Enunciado del problema:
Transcriba sin cambios las líneas que siguen, comenzando por la primera y continuando hasta la línea que contiene "42], [13, 234]]]", ambas incluidas.

Líneas proporcionadas:

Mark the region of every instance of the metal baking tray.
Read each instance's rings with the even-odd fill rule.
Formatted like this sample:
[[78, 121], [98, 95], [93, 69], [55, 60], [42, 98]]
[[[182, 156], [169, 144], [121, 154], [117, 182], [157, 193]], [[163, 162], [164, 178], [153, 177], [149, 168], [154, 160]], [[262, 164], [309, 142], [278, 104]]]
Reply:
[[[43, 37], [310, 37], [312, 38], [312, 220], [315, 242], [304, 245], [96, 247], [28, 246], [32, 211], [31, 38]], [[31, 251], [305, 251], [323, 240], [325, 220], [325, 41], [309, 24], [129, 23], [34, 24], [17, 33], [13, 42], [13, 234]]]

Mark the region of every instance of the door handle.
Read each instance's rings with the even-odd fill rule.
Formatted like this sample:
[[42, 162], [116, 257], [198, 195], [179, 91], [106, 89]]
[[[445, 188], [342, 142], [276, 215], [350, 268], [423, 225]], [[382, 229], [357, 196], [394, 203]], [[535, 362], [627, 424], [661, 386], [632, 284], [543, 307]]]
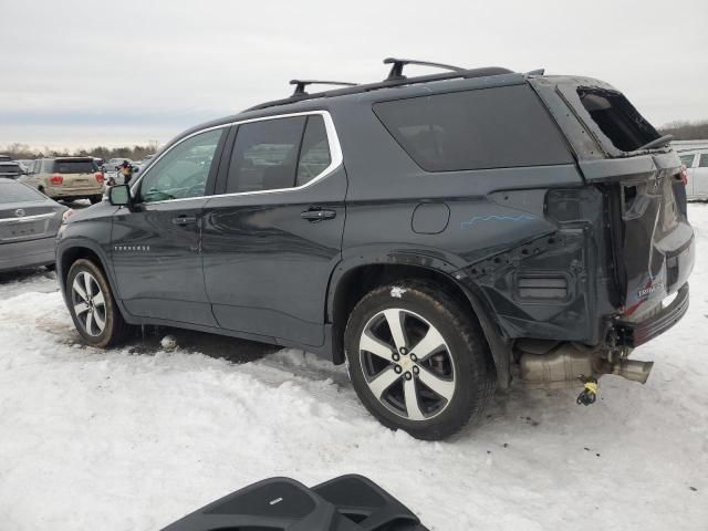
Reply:
[[322, 210], [321, 208], [310, 208], [300, 214], [302, 219], [308, 221], [322, 221], [323, 219], [336, 218], [336, 210]]
[[173, 223], [175, 225], [190, 225], [196, 222], [197, 222], [196, 216], [186, 216], [183, 214], [181, 216], [177, 216], [176, 218], [173, 218]]

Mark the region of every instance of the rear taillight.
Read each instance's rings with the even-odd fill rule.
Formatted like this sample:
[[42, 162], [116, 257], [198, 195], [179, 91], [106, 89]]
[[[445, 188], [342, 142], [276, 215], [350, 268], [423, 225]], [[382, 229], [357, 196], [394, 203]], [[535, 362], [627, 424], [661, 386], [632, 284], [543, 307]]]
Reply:
[[688, 170], [686, 169], [686, 166], [681, 166], [681, 183], [684, 183], [684, 186], [688, 185]]

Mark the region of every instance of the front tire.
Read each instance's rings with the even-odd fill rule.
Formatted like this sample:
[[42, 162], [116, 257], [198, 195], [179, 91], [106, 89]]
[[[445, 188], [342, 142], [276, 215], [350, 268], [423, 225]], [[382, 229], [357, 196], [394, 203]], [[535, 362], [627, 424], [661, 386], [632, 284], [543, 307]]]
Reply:
[[123, 320], [104, 272], [90, 260], [76, 260], [66, 277], [69, 313], [76, 331], [91, 346], [104, 348], [125, 339]]
[[496, 387], [493, 362], [470, 310], [420, 281], [377, 288], [344, 334], [354, 389], [384, 426], [439, 440], [481, 414]]

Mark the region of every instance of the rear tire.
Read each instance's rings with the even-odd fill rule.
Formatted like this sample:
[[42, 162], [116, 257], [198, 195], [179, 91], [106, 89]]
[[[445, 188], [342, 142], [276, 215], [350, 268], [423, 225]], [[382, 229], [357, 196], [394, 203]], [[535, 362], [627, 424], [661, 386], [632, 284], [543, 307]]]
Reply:
[[366, 409], [418, 439], [459, 431], [480, 416], [496, 388], [477, 319], [437, 284], [410, 280], [369, 292], [350, 315], [344, 347]]
[[69, 313], [83, 341], [100, 348], [123, 341], [129, 326], [123, 320], [104, 272], [91, 260], [76, 260], [66, 277]]

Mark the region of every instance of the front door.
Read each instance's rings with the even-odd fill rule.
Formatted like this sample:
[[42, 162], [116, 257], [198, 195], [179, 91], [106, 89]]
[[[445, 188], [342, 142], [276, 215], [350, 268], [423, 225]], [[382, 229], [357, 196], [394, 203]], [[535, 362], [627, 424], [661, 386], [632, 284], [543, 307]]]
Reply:
[[220, 326], [319, 346], [341, 257], [346, 174], [326, 113], [241, 124], [205, 206], [207, 293]]
[[176, 144], [134, 188], [134, 206], [114, 215], [113, 267], [118, 296], [131, 314], [216, 324], [205, 290], [200, 232], [226, 131]]

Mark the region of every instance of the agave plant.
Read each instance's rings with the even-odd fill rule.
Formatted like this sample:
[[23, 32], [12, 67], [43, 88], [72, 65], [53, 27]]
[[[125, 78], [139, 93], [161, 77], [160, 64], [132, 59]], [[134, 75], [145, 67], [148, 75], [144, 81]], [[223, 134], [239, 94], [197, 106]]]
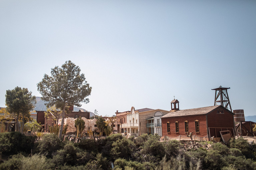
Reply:
[[78, 138], [79, 134], [81, 135], [82, 132], [84, 129], [84, 121], [80, 117], [75, 120], [75, 125], [76, 127], [76, 138]]
[[112, 128], [108, 125], [104, 129], [104, 132], [106, 136], [109, 136], [112, 132]]
[[44, 133], [42, 132], [36, 132], [35, 134], [35, 135], [38, 138], [38, 139], [40, 139], [43, 136]]

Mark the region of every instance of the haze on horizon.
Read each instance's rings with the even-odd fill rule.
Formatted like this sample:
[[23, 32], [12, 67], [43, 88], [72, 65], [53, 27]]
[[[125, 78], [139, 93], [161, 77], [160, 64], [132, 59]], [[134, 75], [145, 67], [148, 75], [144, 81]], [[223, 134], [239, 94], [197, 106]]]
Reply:
[[81, 107], [99, 115], [213, 105], [256, 115], [256, 1], [0, 1], [0, 107], [70, 60], [92, 87]]

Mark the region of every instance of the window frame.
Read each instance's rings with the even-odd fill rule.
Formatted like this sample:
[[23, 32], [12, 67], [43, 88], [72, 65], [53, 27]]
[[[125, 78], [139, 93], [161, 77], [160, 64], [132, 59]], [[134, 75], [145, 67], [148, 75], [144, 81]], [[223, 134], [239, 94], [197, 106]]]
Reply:
[[186, 120], [184, 122], [185, 124], [185, 132], [189, 132], [189, 122]]
[[179, 133], [179, 122], [176, 121], [175, 122], [175, 132]]
[[198, 133], [200, 131], [200, 128], [199, 128], [199, 121], [198, 120], [196, 120], [195, 121], [195, 127], [196, 130], [196, 132]]
[[167, 126], [167, 132], [170, 132], [170, 122], [167, 122], [166, 123], [166, 125]]

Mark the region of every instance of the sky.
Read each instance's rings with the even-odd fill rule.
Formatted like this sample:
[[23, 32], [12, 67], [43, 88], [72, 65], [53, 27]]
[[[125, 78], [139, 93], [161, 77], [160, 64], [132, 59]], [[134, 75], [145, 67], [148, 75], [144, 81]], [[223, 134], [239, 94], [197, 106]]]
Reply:
[[0, 0], [0, 107], [71, 60], [99, 115], [213, 105], [221, 85], [256, 115], [255, 30], [255, 1]]

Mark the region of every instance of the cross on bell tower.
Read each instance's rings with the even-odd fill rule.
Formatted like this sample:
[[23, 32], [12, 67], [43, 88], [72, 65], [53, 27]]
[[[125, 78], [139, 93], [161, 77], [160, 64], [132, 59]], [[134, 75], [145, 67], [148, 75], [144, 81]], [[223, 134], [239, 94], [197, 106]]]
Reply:
[[[230, 101], [228, 94], [228, 89], [230, 87], [223, 87], [221, 85], [218, 88], [212, 89], [215, 90], [214, 105], [221, 105], [232, 111]], [[218, 93], [217, 91], [218, 91]]]
[[173, 97], [174, 99], [171, 102], [171, 110], [170, 111], [171, 112], [174, 112], [180, 110], [179, 104], [180, 102], [177, 99], [175, 99], [175, 96], [174, 96]]

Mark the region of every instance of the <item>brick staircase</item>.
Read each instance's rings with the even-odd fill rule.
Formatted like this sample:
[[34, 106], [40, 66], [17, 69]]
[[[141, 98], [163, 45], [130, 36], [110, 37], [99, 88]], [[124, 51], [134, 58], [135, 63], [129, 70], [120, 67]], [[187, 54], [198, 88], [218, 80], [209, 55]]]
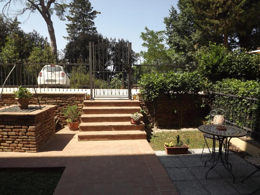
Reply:
[[139, 101], [99, 100], [83, 103], [78, 141], [146, 139], [145, 125], [130, 122], [132, 113], [140, 110]]

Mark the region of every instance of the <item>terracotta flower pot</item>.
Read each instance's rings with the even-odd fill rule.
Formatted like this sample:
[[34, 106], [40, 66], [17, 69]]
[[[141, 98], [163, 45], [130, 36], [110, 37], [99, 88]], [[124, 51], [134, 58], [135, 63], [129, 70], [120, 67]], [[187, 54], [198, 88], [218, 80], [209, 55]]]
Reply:
[[167, 147], [164, 145], [165, 151], [167, 154], [185, 154], [188, 152], [189, 146], [186, 147]]
[[131, 118], [131, 119], [132, 120], [132, 122], [133, 123], [139, 123], [140, 122], [140, 121], [139, 121], [139, 120], [137, 121], [135, 121], [132, 118]]
[[79, 127], [79, 121], [73, 122], [68, 122], [67, 124], [69, 126], [69, 128], [70, 130], [76, 130]]
[[28, 108], [30, 98], [15, 98], [17, 101], [17, 105], [20, 109], [27, 109]]

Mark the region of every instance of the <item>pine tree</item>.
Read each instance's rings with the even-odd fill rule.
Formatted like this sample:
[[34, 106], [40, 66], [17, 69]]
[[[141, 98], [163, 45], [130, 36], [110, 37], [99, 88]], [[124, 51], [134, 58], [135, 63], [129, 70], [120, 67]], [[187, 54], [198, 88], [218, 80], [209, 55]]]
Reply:
[[[243, 6], [245, 0], [190, 0], [195, 21], [202, 31], [222, 35], [228, 46], [229, 37], [235, 32], [238, 23], [244, 20]], [[231, 37], [232, 38], [232, 37]]]
[[93, 34], [96, 32], [93, 20], [100, 12], [93, 10], [93, 8], [88, 0], [73, 0], [69, 5], [70, 15], [66, 16], [70, 22], [66, 25], [68, 40], [73, 40], [80, 34]]

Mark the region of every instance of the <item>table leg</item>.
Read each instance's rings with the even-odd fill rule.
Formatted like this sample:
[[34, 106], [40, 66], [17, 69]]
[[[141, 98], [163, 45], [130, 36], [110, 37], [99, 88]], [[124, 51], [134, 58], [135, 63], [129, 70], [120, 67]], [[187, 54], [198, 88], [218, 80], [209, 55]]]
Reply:
[[215, 139], [213, 138], [213, 145], [212, 146], [212, 152], [211, 153], [211, 158], [210, 159], [207, 160], [205, 162], [205, 163], [204, 164], [204, 166], [206, 167], [206, 165], [207, 164], [207, 162], [211, 162], [211, 160], [213, 158], [213, 157], [214, 157], [214, 160], [213, 162], [215, 161], [215, 152], [216, 151], [216, 140]]
[[[228, 139], [228, 145], [227, 146], [227, 148], [225, 152], [225, 161], [224, 160], [223, 160], [223, 158], [222, 157], [222, 153], [223, 152], [222, 151], [222, 146], [223, 144], [223, 142], [224, 141], [224, 138], [222, 139], [222, 140], [221, 140], [220, 141], [219, 143], [219, 150], [220, 150], [221, 149], [221, 150], [220, 150], [219, 151], [219, 155], [220, 156], [220, 160], [221, 161], [221, 163], [222, 163], [222, 164], [223, 165], [223, 166], [228, 171], [229, 173], [231, 174], [232, 176], [232, 177], [233, 178], [233, 182], [234, 183], [235, 183], [235, 176], [234, 175], [234, 174], [231, 171], [232, 170], [231, 169], [232, 168], [232, 167], [231, 165], [231, 164], [228, 162], [228, 154], [229, 154], [229, 144], [230, 142], [230, 140], [231, 139], [231, 138], [230, 138]], [[221, 142], [221, 143], [220, 143]], [[221, 147], [221, 148], [220, 148], [220, 146]], [[226, 166], [225, 164], [226, 164]], [[229, 167], [229, 165], [230, 166], [230, 168]]]
[[[219, 140], [219, 150], [222, 150], [222, 144], [223, 144], [223, 143], [221, 144], [220, 144], [220, 142], [221, 142], [221, 140], [220, 140], [219, 137], [218, 137], [218, 139]], [[213, 148], [214, 150], [212, 151], [212, 153], [214, 153], [214, 154], [213, 155], [213, 164], [212, 164], [212, 165], [211, 166], [211, 167], [210, 167], [210, 168], [209, 170], [209, 171], [208, 171], [208, 172], [207, 172], [207, 173], [206, 174], [206, 179], [207, 179], [208, 173], [209, 173], [209, 171], [210, 171], [210, 170], [211, 170], [212, 168], [214, 168], [214, 167], [215, 167], [215, 166], [216, 166], [217, 165], [217, 164], [218, 164], [218, 162], [219, 160], [219, 158], [220, 157], [220, 155], [221, 155], [221, 153], [220, 153], [219, 152], [218, 155], [218, 157], [217, 158], [217, 159], [216, 160], [215, 160], [215, 158], [216, 157], [215, 157], [216, 150], [215, 150], [216, 147], [216, 138], [215, 138], [215, 136], [213, 136]], [[205, 166], [206, 164], [206, 163], [207, 162], [209, 161], [207, 160], [205, 162], [205, 166]]]

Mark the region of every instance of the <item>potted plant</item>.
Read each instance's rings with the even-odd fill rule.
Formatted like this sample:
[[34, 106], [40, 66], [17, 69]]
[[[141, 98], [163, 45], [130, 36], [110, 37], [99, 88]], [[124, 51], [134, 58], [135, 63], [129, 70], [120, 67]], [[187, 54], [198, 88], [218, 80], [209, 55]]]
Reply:
[[86, 97], [86, 100], [89, 100], [90, 99], [90, 94], [88, 94], [87, 93], [86, 93], [85, 96]]
[[26, 109], [28, 108], [29, 102], [31, 98], [32, 94], [26, 88], [20, 86], [18, 90], [14, 91], [15, 93], [15, 99], [17, 101], [17, 105], [20, 109]]
[[73, 122], [79, 116], [81, 112], [81, 110], [78, 112], [77, 111], [77, 109], [78, 106], [76, 105], [70, 106], [69, 104], [67, 108], [63, 107], [62, 108], [62, 110], [64, 111], [63, 114], [67, 118], [66, 121], [69, 126], [69, 128], [73, 131], [76, 130], [79, 127], [79, 121], [77, 120], [76, 122]]
[[167, 154], [187, 154], [189, 148], [188, 145], [190, 140], [189, 138], [186, 140], [185, 143], [180, 139], [180, 135], [176, 136], [177, 143], [174, 144], [172, 142], [166, 142], [164, 144], [164, 148]]
[[138, 97], [138, 99], [140, 99], [140, 98], [142, 98], [142, 95], [141, 95], [141, 94], [140, 93], [137, 93], [137, 97]]
[[136, 100], [137, 98], [137, 95], [134, 94], [133, 95], [133, 99], [134, 100]]
[[138, 112], [133, 112], [131, 116], [131, 119], [132, 120], [131, 123], [132, 124], [138, 124], [140, 123], [140, 119], [141, 118], [141, 116]]

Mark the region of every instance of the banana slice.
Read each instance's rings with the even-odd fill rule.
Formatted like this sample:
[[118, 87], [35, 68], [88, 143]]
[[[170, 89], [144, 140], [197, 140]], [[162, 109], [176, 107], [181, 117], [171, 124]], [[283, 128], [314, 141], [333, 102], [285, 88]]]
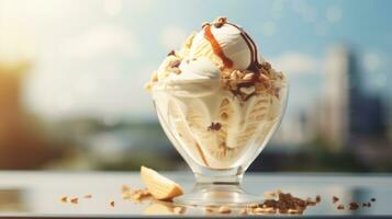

Tarea resuelta:
Mark the region of every instance of the metal baking tray.
Read each instance's rings with the even-odd fill rule.
Formatted like this sample:
[[78, 121], [98, 95], [93, 69], [55, 60], [42, 98]]
[[[182, 156], [169, 144], [121, 154], [117, 182], [157, 193]], [[163, 162], [164, 178], [153, 177], [149, 168], [154, 160]], [[262, 164], [309, 142], [278, 104]]]
Reply:
[[[43, 37], [310, 37], [312, 38], [312, 220], [315, 242], [304, 245], [96, 247], [28, 246], [32, 211], [31, 38]], [[31, 251], [305, 251], [323, 240], [325, 220], [325, 41], [309, 24], [129, 23], [34, 24], [17, 33], [13, 42], [13, 234]]]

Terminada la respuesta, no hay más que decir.